● GOAL
Please copy word for word the stretch of the records below, from the line containing "Give the outline of every instance of the convertible" through the end of the records.

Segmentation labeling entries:
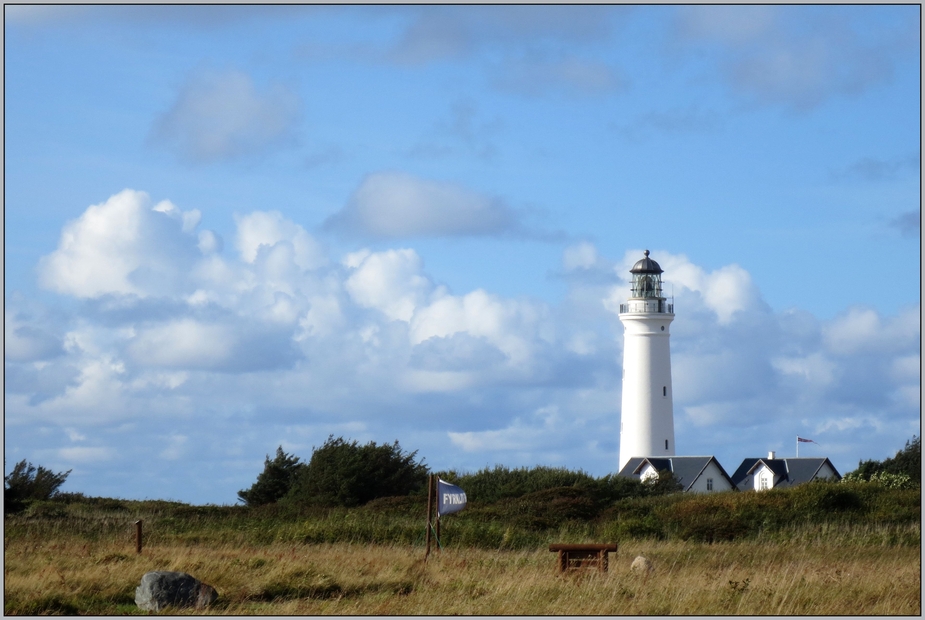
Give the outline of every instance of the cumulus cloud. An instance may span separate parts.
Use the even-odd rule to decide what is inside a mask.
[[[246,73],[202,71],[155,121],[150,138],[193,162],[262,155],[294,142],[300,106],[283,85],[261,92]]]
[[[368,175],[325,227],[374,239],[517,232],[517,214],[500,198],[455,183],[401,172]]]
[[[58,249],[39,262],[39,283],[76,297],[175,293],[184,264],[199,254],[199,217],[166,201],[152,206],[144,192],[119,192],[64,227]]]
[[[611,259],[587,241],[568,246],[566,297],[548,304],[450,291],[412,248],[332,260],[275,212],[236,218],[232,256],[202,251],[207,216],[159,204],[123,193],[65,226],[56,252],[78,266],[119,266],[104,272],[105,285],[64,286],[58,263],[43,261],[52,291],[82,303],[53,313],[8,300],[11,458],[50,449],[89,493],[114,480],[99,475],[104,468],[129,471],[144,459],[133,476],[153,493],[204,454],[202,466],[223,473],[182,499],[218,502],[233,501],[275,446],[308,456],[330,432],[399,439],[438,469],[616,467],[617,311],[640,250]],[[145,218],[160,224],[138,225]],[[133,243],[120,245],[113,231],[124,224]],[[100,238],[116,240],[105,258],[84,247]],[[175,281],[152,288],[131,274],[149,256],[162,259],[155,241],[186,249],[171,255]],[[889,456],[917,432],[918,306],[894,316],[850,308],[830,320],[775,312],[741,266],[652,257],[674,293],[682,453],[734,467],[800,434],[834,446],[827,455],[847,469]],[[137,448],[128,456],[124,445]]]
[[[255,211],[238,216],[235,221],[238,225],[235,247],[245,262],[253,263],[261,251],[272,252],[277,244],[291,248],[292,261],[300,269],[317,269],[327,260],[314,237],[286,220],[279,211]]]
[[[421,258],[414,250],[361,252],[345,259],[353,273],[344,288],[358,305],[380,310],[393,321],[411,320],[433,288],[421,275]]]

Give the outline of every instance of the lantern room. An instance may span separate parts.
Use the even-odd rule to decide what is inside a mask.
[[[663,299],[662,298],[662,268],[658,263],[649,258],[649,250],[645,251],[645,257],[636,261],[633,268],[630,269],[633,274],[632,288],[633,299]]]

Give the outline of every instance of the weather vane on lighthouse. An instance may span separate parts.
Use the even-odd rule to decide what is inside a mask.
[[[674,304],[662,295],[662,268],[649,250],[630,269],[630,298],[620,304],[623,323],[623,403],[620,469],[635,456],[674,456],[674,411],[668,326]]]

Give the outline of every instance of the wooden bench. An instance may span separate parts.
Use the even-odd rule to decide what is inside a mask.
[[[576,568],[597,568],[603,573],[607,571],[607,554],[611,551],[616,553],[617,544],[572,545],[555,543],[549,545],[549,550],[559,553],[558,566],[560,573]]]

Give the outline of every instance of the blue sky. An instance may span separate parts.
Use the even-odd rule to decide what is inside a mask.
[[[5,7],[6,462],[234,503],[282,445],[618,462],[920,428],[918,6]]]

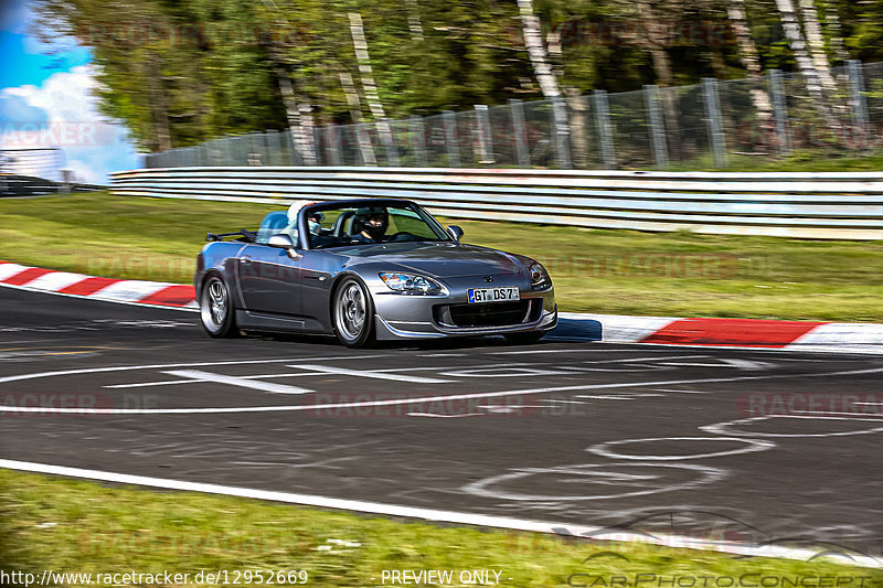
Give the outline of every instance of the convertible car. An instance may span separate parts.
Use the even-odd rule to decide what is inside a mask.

● EXPECTED OUTPUT
Give the outline of every instance of the convertible car. An instance may span separate parts.
Use the even-odd rule to decide what is inside a mask.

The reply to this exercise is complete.